PURPOSE: The surgical treatment of many dentofacial deformities is often complex due to its three-dimensional nature. To determine the dental occlusion in the most stable position is essential for the success of the treatment. Computer-aided virtual planning on individualized patient-specific 3D model can help formulate the surgical plan and predict the surgical change. However, in current computer-aided planning systems, it is not possible to determine the dental occlusion of the digital models in the intuitive way during virtual surgical planning because of absence of haptic feedback. In this paper, a physically based haptic simulation framework is proposed, which can provide surgeons with the intuitive haptic feedback to determine the dental occlusion of the digital models in their most stable position.
METHODS: To provide the physically realistic force feedback when the dental models contact each other during the searching process, the contact model is proposed to describe the dynamic and collision properties of the dental models during the alignment. The simulated impulse/contact-based forces are integrated into the unified simulation framework.
RESULTS: A validation study has been conducted on fifteen sets of virtual dental models chosen at random and covering a wide range of the dental relationships found clinically. The dental occlusions obtained by an expert were employed as a benchmark to compare the virtual occlusion results. The mean translational and angular deviations of the virtual occlusion results from the benchmark were small.
=-=-=
**Required actions**.
A. Transcribe the passage from the abstract on haptic simulation for dental occlusion, starting with "PURPOSE: The surgical" and going on through "most stable position.".
B. Decide whether each statement agrees with the abstract on haptic simulation for dental occlusion, answering yes or no and quoting the words that decide it: (i) The validation study used fifteen sets of virtual dental models. (ii) Current computer-aided planning systems give surgeons haptic feedback when determining dental occlusion. (iii) The occlusions used as the benchmark were obtained by an expert.
=-=-=
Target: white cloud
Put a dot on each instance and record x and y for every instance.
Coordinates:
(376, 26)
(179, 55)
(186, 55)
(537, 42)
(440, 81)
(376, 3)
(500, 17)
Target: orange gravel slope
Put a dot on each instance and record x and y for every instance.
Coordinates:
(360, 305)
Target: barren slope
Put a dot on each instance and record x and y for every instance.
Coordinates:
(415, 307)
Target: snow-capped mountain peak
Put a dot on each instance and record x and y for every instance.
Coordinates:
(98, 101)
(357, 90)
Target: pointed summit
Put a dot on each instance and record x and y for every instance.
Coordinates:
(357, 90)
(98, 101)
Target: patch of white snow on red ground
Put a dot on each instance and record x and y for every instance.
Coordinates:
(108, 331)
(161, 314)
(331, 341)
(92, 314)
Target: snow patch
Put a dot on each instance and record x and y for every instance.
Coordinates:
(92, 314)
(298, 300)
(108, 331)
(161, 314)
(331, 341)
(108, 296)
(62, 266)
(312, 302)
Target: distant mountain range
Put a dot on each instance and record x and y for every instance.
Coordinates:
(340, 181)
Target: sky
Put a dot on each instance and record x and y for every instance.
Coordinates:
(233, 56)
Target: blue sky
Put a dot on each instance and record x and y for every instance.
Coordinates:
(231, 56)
=-=-=
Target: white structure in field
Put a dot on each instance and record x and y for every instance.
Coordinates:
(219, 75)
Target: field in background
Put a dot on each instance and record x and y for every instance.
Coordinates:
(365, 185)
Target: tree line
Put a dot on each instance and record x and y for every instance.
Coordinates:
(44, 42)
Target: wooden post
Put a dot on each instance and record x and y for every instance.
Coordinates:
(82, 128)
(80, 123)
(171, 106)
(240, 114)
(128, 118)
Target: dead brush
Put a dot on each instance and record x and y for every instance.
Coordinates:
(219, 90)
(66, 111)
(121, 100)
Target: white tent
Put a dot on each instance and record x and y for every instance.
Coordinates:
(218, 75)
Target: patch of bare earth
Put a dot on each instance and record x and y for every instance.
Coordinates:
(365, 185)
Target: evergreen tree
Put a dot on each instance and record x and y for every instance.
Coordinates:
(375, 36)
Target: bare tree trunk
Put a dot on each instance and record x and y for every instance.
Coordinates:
=-=-=
**Solutions for each task**.
A.
PURPOSE: The surgical treatment of many dentofacial deformities is often complex due to its three-dimensional nature. To determine the dental occlusion in the most stable position is essential for the success of the treatment. Computer-aided virtual planning on individualized patient-specific 3D model can help formulate the surgical plan and predict the surgical change. However, in current computer-aided planning systems, it is not possible to determine the dental occlusion of the digital models in the intuitive way during virtual surgical planning because of absence of haptic feedback. In this paper, a physically based haptic simulation framework is proposed, which can provide surgeons with the intuitive haptic feedback to determine the dental occlusion of the digital models in their most stable position.

B.
(i) Yes: "A validation study has been conducted on fifteen sets of virtual dental models chosen at random"
(ii) No: "it is not possible to determine the dental occlusion of the digital models in the intuitive way during virtual surgical planning because of absence of haptic feedback"
(iii) Yes: "The dental occlusions obtained by an expert were employed as a benchmark"